→ **ИСХОДНЫЙ ТЕКСТ**:
---+---
Научная и переводческая деятельность достигла наивысшего расцвета при правлении халифа Мамуна (813-833 гг.), известного своим покровительством наукам и поощрением переводов. Аль-Мамун расходовал большие средства на переводы и распространение греческой философии. Он учредил в Багдаде из христиан-сирийцев особую коллегию переводчиков по греческой науке и философии под названием «Бейт аль-хикма» (Дом мудрости) с обсерваторией и библиотекой. Именно они обогатили арабскую литературу лучшими достижениями греческой мысли.

Во главе этой школы стояли превосходный переводчик Хунайн ибн Исхак (умер 910-911 гг.) и его сын Исхак ибн Хунайн. Они были хорошими медиками, знали основательно арабский, персидский, сирийский, греческий языки, разбирались в философии.

Другим центром культуры был город Хорран. Представители этой школы, преследуемые в УШ в. халифами, в IX в. назывались «ахлал-китаб» (люди книги). Эта школа в течение двух веков культивировала точные науки, математику и астрономию. Ее наиболее известные представители – астроном и математик Сабит ибн Курра (836-901 г.) знаток греческого, сирийского и древнееврейского языков, переводчик большого числа книг по медицине, логике, математике и астрономии; Коста бин Лука аль-Балбеки (умер в 912 г.), владевший греческим, сирийским и арабским языками, обладавший глубокими познаниями в медицине, философии, математике и музыке, ему принадлежит перевод на арабский язык «Поэтики» Аристотеля и огромного числа других книг.

Как видим, освоение арабами духовных богатств других народов началось с изучения естественных наук. Предметом их исследований были химия, астрономия, математика, медицина, а первые переводчики почти все были врачами. Школа Джабир ибн Хаййана (VIII-ІХ вв.) знаменует ощутимый прогресс в химических исследованиях. Связанная с химией и астрономией, математика стала занимать важное место. Муса аль-Хорезми (ок. 780-830 гг.), Сабит бин Курра проявили незаурядный талант в арифметике, алгебре и геометрии. Эта натуралистическая тенденция обнаруживается даже в исследованиях чисто теологических и литературных.

Третий период создания переводов относится к первой половине X в. Основные произведения античности уже переведены, переводческая деятельность идет на спад. Все переводы осуществляются на арабский язык, но не с греческих оригиналов, а с сирийских переводов, выполненных, в основном, школой Хунайна ибн Исхака.

Этот период связан с именем Яхья бин Ади (умер в 947 г.), который перевел множество сочинений греческих мыслителей: «Категории», «Метафизику», «Поэтику» Аристотеля, «Софист», «Тимей» и «Законы» Платона и др. Некоторые исследователи считают его учителем аль-Фараби, другие – его учеником. Несомненно одно: он был современником аль-Фараби и какие-то контакты между ними существовали.
---+---
→ **ВАШИ ЗАДАНИЯ**:
a) Перепишите фрагмент текста о переводческой деятельности, начиная со слов «Научная и переводческая» и заканчивая словами «разбирались в философии.». Поменяйте в нем «Багдаде» на «Дамаске».
b) Переведите на английский язык предложение из текста о переводческой деятельности: «Эта школа в течение двух веков культивировала точные науки, математику и астрономию».

→ **ЗАПИСИ НАБОРА ДАННЫХ**:
---+---
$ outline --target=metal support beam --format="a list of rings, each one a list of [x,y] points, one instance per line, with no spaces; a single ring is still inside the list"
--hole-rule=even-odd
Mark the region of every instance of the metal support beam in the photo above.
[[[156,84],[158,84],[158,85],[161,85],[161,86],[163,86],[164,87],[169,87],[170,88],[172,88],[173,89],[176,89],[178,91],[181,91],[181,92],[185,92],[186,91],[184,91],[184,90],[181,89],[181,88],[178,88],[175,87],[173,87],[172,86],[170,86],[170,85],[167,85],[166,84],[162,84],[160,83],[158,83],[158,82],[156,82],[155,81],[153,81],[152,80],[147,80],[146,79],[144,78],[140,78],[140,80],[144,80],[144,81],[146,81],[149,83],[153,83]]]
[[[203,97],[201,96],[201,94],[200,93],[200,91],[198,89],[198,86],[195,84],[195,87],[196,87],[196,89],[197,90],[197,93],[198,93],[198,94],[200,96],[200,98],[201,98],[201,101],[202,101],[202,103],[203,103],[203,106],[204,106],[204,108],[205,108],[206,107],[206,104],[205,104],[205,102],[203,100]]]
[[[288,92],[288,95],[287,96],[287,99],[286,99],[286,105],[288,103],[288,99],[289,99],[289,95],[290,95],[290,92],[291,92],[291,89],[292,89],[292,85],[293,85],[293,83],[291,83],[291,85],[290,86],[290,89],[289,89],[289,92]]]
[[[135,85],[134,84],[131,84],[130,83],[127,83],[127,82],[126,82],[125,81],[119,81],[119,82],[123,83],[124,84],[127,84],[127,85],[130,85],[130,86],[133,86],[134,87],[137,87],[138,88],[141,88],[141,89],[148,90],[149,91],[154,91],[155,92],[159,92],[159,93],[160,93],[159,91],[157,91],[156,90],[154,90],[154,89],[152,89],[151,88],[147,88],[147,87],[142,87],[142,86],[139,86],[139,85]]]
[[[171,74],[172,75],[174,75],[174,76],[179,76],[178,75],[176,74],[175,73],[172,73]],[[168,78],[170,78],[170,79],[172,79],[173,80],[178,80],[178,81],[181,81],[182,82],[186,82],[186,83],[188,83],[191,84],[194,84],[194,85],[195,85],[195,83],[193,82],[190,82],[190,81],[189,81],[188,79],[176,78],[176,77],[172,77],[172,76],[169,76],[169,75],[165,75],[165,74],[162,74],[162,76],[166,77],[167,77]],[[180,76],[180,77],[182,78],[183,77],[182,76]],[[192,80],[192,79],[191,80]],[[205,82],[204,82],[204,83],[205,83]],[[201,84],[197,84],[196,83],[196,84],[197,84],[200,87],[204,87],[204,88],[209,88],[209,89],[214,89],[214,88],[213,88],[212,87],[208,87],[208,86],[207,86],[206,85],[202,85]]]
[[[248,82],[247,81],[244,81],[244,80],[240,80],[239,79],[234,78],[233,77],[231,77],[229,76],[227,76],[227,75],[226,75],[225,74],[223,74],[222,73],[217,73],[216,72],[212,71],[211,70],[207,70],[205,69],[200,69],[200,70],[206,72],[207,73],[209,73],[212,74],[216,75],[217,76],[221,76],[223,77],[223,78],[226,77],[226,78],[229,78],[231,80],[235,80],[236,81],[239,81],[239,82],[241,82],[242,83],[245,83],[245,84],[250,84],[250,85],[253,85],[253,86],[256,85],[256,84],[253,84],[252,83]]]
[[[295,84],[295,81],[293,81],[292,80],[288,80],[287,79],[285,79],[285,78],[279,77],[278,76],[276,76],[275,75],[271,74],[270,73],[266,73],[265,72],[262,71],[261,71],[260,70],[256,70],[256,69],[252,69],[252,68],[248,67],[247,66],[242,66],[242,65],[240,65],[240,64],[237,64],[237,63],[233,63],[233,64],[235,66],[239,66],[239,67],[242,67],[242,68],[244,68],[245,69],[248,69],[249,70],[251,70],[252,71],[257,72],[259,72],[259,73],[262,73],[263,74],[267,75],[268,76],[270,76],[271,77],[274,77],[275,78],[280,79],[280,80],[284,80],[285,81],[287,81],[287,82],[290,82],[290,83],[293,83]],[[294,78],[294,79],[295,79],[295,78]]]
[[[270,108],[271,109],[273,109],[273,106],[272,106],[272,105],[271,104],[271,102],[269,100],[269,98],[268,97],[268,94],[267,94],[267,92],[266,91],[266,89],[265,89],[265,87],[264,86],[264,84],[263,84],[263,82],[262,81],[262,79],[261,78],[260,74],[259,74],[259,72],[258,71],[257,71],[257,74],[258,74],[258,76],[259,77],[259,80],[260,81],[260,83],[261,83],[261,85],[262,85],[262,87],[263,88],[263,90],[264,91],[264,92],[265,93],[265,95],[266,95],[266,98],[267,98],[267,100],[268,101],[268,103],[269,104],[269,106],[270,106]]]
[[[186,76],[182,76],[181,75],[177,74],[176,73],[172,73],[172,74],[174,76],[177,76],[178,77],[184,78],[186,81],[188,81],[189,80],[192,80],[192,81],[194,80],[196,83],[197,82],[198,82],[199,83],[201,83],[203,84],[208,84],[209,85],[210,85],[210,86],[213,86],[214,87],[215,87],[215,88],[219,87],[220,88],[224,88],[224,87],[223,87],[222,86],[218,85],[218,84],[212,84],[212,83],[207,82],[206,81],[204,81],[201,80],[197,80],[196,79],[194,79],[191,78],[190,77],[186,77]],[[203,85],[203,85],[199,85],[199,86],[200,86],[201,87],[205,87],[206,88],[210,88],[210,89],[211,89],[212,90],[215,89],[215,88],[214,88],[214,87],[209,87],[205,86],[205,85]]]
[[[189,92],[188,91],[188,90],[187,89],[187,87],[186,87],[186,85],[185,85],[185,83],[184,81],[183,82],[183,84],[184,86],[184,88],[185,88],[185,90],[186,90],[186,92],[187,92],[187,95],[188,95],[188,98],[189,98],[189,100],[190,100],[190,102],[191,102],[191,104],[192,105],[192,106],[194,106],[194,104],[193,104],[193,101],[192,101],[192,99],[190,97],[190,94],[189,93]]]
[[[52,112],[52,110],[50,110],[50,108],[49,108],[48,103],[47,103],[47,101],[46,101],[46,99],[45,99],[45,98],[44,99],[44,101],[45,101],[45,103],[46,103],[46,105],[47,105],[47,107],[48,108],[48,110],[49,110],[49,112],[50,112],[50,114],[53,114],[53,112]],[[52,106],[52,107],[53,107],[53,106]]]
---+---
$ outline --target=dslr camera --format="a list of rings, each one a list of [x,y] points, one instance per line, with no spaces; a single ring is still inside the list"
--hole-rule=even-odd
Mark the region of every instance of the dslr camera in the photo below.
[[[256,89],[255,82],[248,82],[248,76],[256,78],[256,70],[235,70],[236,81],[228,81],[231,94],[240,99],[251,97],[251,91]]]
---+---
→ **ОТВЕТЫ К ЗАДАНИЯМ**:
a)
Научная и переводческая деятельность достигла наивысшего расцвета при правлении халифа Мамуна (813-833 гг.), известного своим покровительством наукам и поощрением переводов. Аль-Мамун расходовал большие средства на переводы и распространение греческой философии. Он учредил в Дамаске из христиан-сирийцев особую коллегию переводчиков по греческой науке и философии под названием «Бейт аль-хикма» (Дом мудрости) с обсерваторией и библиотекой. Именно они обогатили арабскую литературу лучшими достижениями греческой мысли.

Во главе этой школы стояли превосходный переводчик Хунайн ибн Исхак (умер 910-911 гг.) и его сын Исхак ибн Хунайн. Они были хорошими медиками, знали основательно арабский, персидский, сирийский, греческий языки, разбирались в философии.

b) For two centuries this school cultivated the exact sciences, mathematics and astronomy.